THE REQUEST >>
Can you reproduce, character for character, the lines from the line with "the shower valve" to the line with "[[574, 224]]", including both of those lines and nothing else?

<<<<

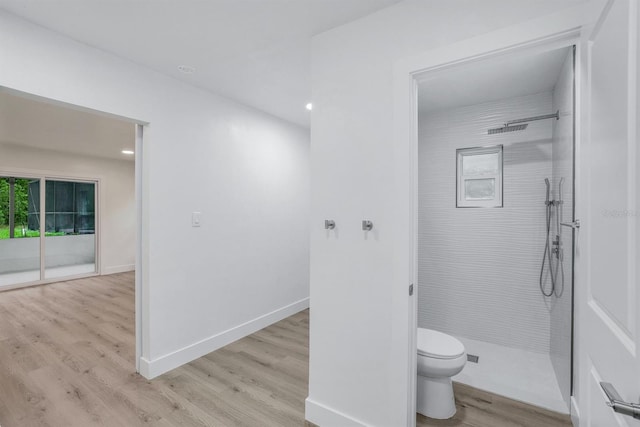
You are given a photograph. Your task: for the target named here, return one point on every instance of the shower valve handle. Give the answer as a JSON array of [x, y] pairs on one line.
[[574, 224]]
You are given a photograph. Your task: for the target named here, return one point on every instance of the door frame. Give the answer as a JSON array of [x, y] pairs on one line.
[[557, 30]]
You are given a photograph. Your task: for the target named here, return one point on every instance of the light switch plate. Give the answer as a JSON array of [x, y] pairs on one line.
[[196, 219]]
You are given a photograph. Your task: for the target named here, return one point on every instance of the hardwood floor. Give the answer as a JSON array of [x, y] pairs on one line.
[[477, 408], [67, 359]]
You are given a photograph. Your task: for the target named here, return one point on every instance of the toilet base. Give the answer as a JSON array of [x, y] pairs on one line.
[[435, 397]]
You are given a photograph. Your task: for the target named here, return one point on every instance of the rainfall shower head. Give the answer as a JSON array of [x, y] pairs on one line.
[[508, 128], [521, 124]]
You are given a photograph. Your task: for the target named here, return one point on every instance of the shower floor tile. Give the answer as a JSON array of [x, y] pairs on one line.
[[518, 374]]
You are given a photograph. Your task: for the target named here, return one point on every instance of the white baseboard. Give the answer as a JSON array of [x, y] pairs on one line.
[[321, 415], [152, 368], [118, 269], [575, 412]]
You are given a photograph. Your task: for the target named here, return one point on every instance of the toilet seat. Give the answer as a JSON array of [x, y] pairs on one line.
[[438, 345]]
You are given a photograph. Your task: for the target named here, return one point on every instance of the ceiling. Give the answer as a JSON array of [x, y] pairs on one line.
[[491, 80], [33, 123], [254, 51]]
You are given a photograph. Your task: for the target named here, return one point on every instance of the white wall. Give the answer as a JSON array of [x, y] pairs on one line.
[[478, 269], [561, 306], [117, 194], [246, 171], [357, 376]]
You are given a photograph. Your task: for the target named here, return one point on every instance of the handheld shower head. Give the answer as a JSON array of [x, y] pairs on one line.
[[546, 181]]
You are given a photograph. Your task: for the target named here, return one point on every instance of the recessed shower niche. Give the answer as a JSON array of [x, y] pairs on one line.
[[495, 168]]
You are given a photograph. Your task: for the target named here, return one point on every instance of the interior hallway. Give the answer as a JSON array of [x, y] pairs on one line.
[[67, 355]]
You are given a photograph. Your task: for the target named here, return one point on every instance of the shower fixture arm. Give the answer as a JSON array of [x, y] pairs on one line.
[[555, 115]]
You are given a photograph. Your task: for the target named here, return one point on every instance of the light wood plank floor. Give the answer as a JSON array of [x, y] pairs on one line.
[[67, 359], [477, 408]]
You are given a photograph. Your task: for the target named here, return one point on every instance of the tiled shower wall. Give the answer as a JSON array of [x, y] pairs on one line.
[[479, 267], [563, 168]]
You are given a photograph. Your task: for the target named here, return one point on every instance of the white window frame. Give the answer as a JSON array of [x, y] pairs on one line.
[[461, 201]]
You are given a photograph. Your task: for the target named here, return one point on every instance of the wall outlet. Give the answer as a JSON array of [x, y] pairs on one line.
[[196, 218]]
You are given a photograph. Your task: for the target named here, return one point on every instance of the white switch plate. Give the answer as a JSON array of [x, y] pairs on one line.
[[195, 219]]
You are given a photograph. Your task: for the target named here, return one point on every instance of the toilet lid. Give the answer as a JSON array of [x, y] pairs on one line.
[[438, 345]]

>>>>
<<<<

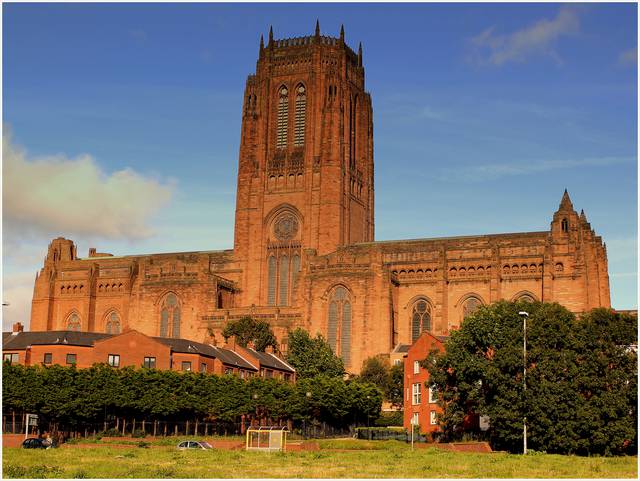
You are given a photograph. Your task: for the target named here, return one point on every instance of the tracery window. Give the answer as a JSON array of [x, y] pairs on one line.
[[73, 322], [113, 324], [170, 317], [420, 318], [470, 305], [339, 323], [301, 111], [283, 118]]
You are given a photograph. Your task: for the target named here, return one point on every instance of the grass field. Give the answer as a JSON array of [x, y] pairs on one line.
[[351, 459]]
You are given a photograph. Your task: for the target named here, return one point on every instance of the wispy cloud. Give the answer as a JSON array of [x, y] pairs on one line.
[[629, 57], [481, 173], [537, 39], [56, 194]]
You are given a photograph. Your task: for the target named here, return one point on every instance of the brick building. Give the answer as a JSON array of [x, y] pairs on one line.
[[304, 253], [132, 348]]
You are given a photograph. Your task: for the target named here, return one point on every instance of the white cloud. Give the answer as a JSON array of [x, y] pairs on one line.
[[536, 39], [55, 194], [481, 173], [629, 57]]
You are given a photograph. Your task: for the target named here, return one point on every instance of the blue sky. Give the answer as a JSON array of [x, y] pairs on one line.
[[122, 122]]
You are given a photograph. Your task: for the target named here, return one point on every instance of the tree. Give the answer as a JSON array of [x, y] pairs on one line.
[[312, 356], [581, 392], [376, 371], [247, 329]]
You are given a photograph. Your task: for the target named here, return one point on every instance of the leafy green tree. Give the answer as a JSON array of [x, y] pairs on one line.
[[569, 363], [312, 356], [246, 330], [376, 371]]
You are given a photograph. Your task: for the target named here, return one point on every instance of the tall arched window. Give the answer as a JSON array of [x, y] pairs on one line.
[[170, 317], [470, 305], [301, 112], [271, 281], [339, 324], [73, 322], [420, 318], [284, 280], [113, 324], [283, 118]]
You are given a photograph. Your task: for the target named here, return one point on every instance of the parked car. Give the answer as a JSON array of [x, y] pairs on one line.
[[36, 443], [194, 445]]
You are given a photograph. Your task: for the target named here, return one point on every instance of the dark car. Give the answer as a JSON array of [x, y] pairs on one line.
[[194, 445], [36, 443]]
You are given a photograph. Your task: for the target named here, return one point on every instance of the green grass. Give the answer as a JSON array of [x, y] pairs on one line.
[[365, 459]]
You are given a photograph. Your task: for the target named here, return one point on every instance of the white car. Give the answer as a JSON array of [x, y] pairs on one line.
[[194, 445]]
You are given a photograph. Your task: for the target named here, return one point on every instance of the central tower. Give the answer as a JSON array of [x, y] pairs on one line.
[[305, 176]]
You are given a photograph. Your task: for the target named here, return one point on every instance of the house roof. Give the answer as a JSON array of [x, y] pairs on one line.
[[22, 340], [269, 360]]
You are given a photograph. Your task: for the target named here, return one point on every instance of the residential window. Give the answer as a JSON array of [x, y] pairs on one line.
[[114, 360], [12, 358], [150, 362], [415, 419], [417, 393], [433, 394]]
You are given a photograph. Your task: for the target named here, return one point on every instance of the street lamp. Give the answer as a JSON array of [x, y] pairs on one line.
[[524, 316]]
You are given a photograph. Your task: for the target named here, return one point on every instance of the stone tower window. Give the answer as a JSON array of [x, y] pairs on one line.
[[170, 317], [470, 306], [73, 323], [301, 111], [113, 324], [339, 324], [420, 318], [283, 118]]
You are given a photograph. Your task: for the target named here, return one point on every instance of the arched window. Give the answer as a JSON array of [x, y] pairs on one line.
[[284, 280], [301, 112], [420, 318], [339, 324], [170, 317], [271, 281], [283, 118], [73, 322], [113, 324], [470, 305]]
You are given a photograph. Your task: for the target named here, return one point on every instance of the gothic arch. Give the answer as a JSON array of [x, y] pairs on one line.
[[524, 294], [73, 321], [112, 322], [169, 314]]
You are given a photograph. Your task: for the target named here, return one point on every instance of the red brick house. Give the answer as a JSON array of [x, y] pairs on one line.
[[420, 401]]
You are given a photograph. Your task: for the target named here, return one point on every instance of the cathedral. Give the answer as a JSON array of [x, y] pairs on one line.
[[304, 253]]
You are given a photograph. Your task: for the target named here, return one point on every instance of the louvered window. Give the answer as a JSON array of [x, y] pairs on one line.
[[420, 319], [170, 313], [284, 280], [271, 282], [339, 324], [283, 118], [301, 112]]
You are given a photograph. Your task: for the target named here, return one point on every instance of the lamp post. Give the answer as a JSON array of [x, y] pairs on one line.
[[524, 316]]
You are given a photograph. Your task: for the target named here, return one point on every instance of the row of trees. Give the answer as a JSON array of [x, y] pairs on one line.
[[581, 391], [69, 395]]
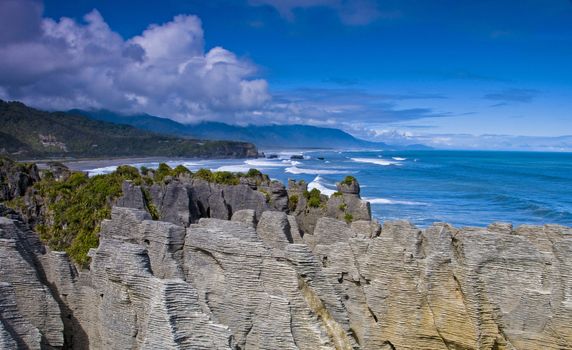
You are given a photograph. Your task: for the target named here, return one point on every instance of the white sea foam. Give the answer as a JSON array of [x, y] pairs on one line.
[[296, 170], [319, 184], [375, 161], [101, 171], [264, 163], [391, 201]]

>>>>

SOLUTION TO THIS PROBLEM >>
You are given a photograph. Your task: for the target named here, return one point on every instance of the shower valve handle. Give the answer as a JSON array of [x, y] pairs on one line.
[[574, 224]]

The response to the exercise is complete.